BLOCO DE TEXTO -
■ ■ ■

Para ficar bom de verdade, ou apenas para vender?

18 de julho de 2024

Cada negócio é um negócio, e cada empreendimento, único.

A não ser que os seus empreendimentos tenham sempre aqueles arquitetos “especialistas” em aprovação, que conhecem a legislação de trás para frente, mas que nunca ousam e só jogam seguro, sem invenção, repetindo as mesmas fórmulas, ano após ano, década após década. Aí, nada é único, e todos os empreendimentos são iguais.

Não admira que os prédios sejam todos muito parecidos, datados pelo tipo de cerâmica ou pela cor do granito de suas fachadas, pelo estilo das varandas ou, para falar de uma modinha “bem 2024”, marcados por curvas sinuosas com pintura branca, lembrando a proa de um navio ou algo parecido. 

Essa modinha “bem 2024” tem uma explicação, mas como no caso da paleta mexicana, do frozen yogurt e da calça boca-de-sino revisitada, são pouco mais do que referências tardias, mal copiadas e fadadas a um rápido esquecimento.

A explicação das curvas sinuosas se chamava Zaha Hadid, uma arquiteta iraniana radicada na Inglaterra que surgiu no cenário da arquitetura com projetos espetaculares, ousados e inovadores, com inspiração na aerodinâmica e nos fluxos de vento gerados sobre superfícies curvilíneas.

A genial arquiteta já ascendeu ao plano superior (e deve estar lá, tomando um chá com Frank Lloyd Wright, Oscar Niemeyer, Louis Kahn, Mies Van Der Rohe, Richard Neutra, Paulo Mendes da Rocha, Picasso, Calder, Klimt e outros luminares da história moderna), mas seu escritório continua insistindo nessa mesma fórmula, agora abatida e cansada, envergonhando seu legado com projetos cada vez menos interessantes e nada inovadores, provando que “a cabeça” era mesmo Madame Hadid, KBE.

O interessante sobre conceitos e ideias inovadoras é que exigem boa aplicação e muita densidade por quem concebe e por quem executa; caso contrário, denotam preguiça, pobreza de espírito e superficialidade. Ainda bem que as modinhas são passageiras, exceto quando aplicadas em prédios, porque esses permanecerão aí pelo tempo da nossa existência, e mais 100 anos. É modinha, mas – infelizmente – quase eterna.

Não é que o conceito não possa permanecer válido por décadas, mas para que mantenha a força e a densidade conceitual, precisa unir um objeto adequado (um museu, um estádio, uma pista de salto de esqui ou um prédio de porte e relevância), materiais adequados (lâminas metálicas, revestimentos metálicos ou ACM, vidros sofisticados, esquadrias especiais) e um projeto muito, muito, muito bom, concebido com competência e dedicação, um detalhamento tecnicamente impecável e sem concessões desimportantes.

■ ■ ■

DADOS ARMAZENADOS -
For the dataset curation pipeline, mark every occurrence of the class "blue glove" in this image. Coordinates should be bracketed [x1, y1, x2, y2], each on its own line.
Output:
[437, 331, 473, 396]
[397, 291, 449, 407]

■ ■ ■

TAREFAS -
A - Que materiais o texto sobre arquitetura considera adequados para que o conceito mantenha a força e a densidade conceitual?
B - Escreva a continuação do texto sobre arquitetura a partir da última frase apresentada.

RESPOSTAS -
A -
- lâminas metálicas
- revestimentos metálicos ou ACM
- vidros sofisticados
- esquadrias especiais

B -
E isso, meus caros, quase nunca acontece no mercado imobiliário nacional. 

Dizia na abertura do texto que “cada negócio é um negócio, e cada empreendimento, único”, aludindo às particularidades e distinções, como o peso que o custo de cada terreno terá num determinado empreendimento ou demandas técnicas particulares como subsolos, contenções especiais e outras.

Mas há algumas constantes na viabilidade de quase todos os empreendimentos, como por exemplo a verba de publicidade e marketing, na casa dos 2% a 3%, assessoria imobiliária para venda das unidades (a corretagem), na casa dos 4% a 5% quando em lançamentos imobiliários, e os impostos diretos e indiretos em cada insumo, material, equipamento, mão de obra e subcontratados (indizíveis), sempre em relação ao valor geral de vendas (o VGV).

Mas há uma outra que também é uma das “constantes” em qualquer viabilidade: o projeto de arquitetura. Em alguns mercados e empreendimentos, seu valor fica próximo a 1%, e raramente acima disso. O mais frequente é que fique – muito – abaixo do 1% sobre o valor geral de vendas, na grande maioria dos empreendimentos.

Pensemos juntos: as incorporadoras a toda a publicidade dizem que seu foco está no cliente e na vida feliz que o comprador terá naquele empreendimento, mas os números contam uma história muito diferente.

Os números confirmam pouquíssima atenção e investimento na arquitetura (e, por consequência, na ambiência e na qualidade do espaço), com oito vezes mais investimentos na comercialização daquele produto e na divulgação das amenidades que o prédio tem em suas áreas comuns. O foco não está, portanto, no futuro morador, mas na venda. Não está no apartamento, mas na área comum do prédio.

É inevitável se perguntar: quando o foco está tão fortemente concentrado na venda da área comum, será que o apartamento é ruim, pobre, sem graça, sem qualidade?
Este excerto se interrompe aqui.